### DATA ROWS
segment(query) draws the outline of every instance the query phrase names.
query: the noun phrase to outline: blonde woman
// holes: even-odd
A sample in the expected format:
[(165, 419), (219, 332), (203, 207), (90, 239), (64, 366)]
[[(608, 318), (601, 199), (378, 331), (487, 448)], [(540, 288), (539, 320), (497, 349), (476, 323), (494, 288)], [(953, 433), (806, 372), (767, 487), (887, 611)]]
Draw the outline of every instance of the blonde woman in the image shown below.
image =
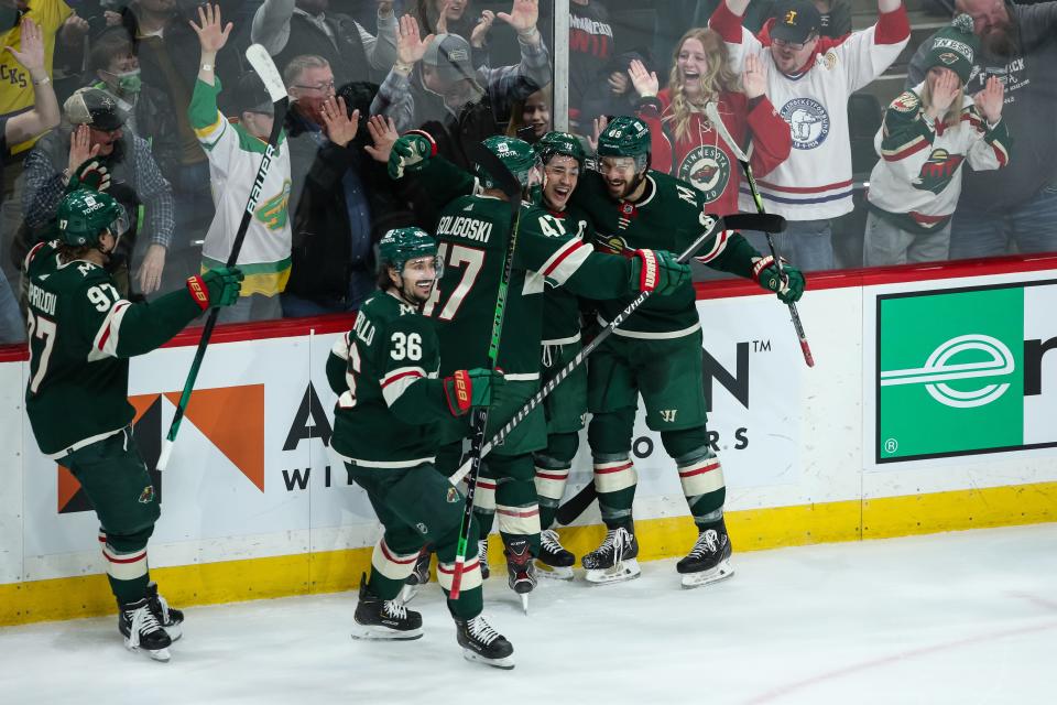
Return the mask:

### STATED TASK
List each line in the rows above that contains the word "image".

### EXERCISE RESPONSE
Draw the outline of every instance of the blonde woman in the image shown below.
image =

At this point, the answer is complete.